• **AIM**:
Locate each line of the records below that contains the string "Where", matching case exactly, and copy those lines out in full.

• **EXTRACTED MATERIAL**:

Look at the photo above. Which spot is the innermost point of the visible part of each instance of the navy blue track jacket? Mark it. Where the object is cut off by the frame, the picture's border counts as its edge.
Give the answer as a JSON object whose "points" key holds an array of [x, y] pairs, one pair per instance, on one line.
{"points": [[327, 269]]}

--

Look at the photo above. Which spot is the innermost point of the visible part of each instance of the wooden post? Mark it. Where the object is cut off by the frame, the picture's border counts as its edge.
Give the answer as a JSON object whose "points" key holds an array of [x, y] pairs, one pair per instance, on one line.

• **FINISHED TASK**:
Look at the photo above. Which spot is the innermost point of the visible part of each instance of the navy blue track jacket? Mark it. Where the object is cut off by the frame, the picture's border counts as its edge.
Look at the photo above. Which spot is the innermost point of the visible part of each instance of the wooden post? Mark it. Where the object is cut off by the frame, the picture's border counts as its edge.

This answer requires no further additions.